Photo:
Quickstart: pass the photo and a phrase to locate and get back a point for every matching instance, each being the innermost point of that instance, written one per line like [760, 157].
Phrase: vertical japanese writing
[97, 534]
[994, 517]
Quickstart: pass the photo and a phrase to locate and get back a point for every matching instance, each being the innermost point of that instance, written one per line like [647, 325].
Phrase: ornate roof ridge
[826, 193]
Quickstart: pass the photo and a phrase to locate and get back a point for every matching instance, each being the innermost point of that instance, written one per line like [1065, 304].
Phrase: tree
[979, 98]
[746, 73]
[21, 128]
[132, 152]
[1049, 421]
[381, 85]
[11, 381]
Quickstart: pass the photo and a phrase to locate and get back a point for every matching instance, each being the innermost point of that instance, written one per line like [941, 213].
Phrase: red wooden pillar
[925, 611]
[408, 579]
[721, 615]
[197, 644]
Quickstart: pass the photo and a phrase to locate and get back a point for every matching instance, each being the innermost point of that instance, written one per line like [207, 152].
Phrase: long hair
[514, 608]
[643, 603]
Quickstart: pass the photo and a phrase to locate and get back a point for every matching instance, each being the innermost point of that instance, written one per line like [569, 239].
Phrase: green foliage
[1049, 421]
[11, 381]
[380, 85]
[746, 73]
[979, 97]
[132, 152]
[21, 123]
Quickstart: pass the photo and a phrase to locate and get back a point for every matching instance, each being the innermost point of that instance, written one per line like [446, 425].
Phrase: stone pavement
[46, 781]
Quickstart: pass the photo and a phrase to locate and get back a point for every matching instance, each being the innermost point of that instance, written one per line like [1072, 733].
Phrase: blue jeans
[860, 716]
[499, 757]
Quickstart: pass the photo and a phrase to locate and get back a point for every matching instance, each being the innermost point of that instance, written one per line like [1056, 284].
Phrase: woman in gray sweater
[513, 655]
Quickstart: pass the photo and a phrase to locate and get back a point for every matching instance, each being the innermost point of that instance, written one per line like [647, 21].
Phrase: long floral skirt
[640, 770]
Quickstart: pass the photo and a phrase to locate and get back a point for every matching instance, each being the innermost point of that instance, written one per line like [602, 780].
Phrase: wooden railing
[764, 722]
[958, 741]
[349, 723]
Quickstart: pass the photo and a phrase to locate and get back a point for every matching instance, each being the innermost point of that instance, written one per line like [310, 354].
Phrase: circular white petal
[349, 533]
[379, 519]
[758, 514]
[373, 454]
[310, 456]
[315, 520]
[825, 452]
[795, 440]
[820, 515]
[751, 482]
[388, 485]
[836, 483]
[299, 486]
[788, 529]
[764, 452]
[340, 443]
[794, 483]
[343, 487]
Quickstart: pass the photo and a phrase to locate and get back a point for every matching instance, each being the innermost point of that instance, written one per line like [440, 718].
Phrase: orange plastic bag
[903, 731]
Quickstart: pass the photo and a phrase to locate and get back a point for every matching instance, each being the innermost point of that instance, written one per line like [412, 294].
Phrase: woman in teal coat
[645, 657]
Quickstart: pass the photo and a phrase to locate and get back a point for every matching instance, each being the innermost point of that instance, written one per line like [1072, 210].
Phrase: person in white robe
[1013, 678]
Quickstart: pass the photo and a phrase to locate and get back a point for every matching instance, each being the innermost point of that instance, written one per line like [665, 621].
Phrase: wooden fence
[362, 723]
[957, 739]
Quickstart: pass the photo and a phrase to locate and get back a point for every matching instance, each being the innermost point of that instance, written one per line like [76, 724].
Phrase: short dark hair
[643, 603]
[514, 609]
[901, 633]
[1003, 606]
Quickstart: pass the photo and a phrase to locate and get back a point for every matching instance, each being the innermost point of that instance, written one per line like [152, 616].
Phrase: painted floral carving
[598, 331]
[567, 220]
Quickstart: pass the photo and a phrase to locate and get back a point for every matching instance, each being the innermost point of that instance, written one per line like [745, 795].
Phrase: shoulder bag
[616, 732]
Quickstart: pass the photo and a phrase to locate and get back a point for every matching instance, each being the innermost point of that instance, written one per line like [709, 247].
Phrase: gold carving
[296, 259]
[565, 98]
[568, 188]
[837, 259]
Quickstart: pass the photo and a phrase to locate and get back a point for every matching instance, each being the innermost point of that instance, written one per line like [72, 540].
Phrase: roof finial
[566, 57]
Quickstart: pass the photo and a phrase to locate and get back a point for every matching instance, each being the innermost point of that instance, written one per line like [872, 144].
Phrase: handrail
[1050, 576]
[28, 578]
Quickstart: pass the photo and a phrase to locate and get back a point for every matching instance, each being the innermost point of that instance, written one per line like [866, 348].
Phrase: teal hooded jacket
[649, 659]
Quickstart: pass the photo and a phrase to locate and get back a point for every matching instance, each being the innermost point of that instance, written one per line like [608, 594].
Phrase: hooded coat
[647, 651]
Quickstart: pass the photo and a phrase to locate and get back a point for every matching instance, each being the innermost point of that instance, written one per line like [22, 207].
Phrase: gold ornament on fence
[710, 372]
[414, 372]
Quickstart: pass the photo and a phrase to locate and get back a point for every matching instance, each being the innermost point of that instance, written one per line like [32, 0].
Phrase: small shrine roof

══════════════════════════════

ABOUT THIS TASK
Write out the whole listing again. Match it word for word.

RESULT
Photo:
Quickstart: pass the photo and a phrase to locate and get back a point for every matching instance, each being the innermost point of that instance, written one per line like [760, 157].
Phrase: vertical japanese writing
[97, 534]
[994, 517]
Quickstart: pass the photo and a phrase to locate and get back a point for every matching instance, each being the innermost point of that instance, written one per line like [647, 325].
Phrase: ornate roof ridge
[826, 193]
Quickstart: pass the photo and a phrase to locate and get back a point for every matching instance, each being the innermost point of that instance, written one per line like [1065, 304].
Phrase: tree
[979, 98]
[746, 73]
[21, 128]
[132, 152]
[1049, 421]
[381, 85]
[11, 381]
Quickstart: pass the photo and a phrase to locate and get back a point for every matching instance, each being the innermost point of that instance, written one per line like [941, 213].
Phrase: red wooden pillar
[925, 611]
[408, 579]
[721, 615]
[197, 644]
Quickstart: pass the photo and a phrase to locate and get back a point for every matching instance, each being the innermost point of that instance, written one per line like [207, 152].
Phrase: long hair
[514, 608]
[643, 603]
Quickstart: pass the photo and a phrase to locate and get back a point for every matching instance, each being the innermost point of that instance, written one per line like [569, 239].
Phrase: green foliage
[1049, 421]
[11, 381]
[380, 85]
[746, 73]
[979, 97]
[132, 152]
[21, 123]
Quickstart: pass the photo and a phrase to locate and get back a point for every matching instance, each being the innermost point of that instance, written one per line like [446, 425].
Phrase: stone pavement
[46, 781]
Quickstart: pass the photo and a phrase to locate and get back a point for every matching instance, each being the innermost point of that instance, written one per line like [1072, 733].
Phrase: blue jeans
[860, 716]
[499, 757]
Quickstart: pass the photo and a phrase to locate and get back a point for every matching instance, each being the innermost point of that instance, written one per line like [1056, 284].
Phrase: woman in gray sweater
[513, 655]
Quickstart: pass the photo and a phrase to locate and get back a point for every matching instance, each being the innermost point of that instance, written one per line like [647, 21].
Phrase: long floral skirt
[640, 770]
Quickstart: pass the photo and a phrase to locate and get back a point for every matching instance, each being the innermost point of that instance, written one per line like [602, 780].
Phrase: wooden railing
[764, 722]
[958, 741]
[349, 723]
Quickstart: pass the photo and a phrase to locate and get back a point for every matching instance, each being the innermost point of that instance, written one per line like [310, 354].
Phrase: circular white petal
[349, 533]
[379, 519]
[758, 514]
[373, 454]
[310, 456]
[315, 520]
[825, 452]
[795, 440]
[820, 515]
[751, 482]
[388, 485]
[836, 483]
[299, 486]
[788, 529]
[764, 452]
[340, 443]
[794, 483]
[343, 487]
Quickstart: pass the photo and a phrase to locate and get back a point for every matching instance, each being the innermost point of that instance, written one per line like [440, 718].
Phrase: orange plastic bag
[903, 731]
Quickstart: pass the photo and a phrase to locate and get back a point for every matching instance, each being the innermost point of that instance, written one per line like [412, 294].
Phrase: woman in teal coat
[645, 657]
Quickstart: pass the photo and a phrase to locate and get back a point for every matching instance, each being the innermost point of that instance, written one per line like [1072, 210].
Phrase: person in white robe
[1013, 678]
Quickstart: pass the photo and a phrase to locate and get back a point for every matching instance, each being the innermost point of that instance, written one per line like [665, 621].
Phrase: wooden fence
[362, 723]
[957, 739]
Quickstart: pass the photo and a phrase to locate and get back a point for every matching instance, each being the innermost point of that instance, written one per line like [76, 724].
Phrase: short dark hair
[643, 603]
[514, 609]
[901, 633]
[1003, 606]
Quickstart: pass the photo and a phrase to locate and get back a point for every matching instance, each being the innermost point of that instance, written one per line like [152, 616].
Phrase: painted floral carving
[598, 331]
[567, 220]
Quickstart: pass the photo and a phrase to locate and get back a point for every matching instance, each being the innermost point of that instance, written one per line like [745, 795].
Phrase: shoulder bag
[616, 732]
Quickstart: pass the photo and a phrase to locate and get back a point for every matching instance, each being the innermost point of that instance, written one per line like [709, 247].
Phrase: gold carving
[296, 259]
[565, 98]
[568, 188]
[837, 259]
Quickstart: pass the photo and a phrase to locate and get back a point for every matching instance, each being the innermost point of that instance, written one per line like [72, 540].
Phrase: roof finial
[566, 57]
Quickstart: pass the photo and a phrase to locate and get back a point for every matching instance, each being the innermost point of that instance, written one per line like [872, 144].
Phrase: handrail
[1050, 576]
[28, 578]
Quickstart: pass the photo and a phrase to locate and get back a point for every matching instance, each being the innermost point of that instance, written one per line like [866, 348].
Phrase: teal hooded jacket
[649, 659]
Quickstart: pass the photo and a phrase to locate and get back a point for every matching instance, each being the innermost point of that instance, written one per line like [608, 594].
Phrase: hooded coat
[647, 651]
Quickstart: pass the photo and a phrase to locate and get back a point for every matching instance, each being the innermost point of that instance, written one per line like [22, 207].
Phrase: gold ornament on fence
[710, 372]
[414, 372]
Quickstart: pass the photo and a phrase to locate and get back a point for every matching instance, each being the innermost point of that instance, written one per line like [32, 0].
Phrase: small shrine roof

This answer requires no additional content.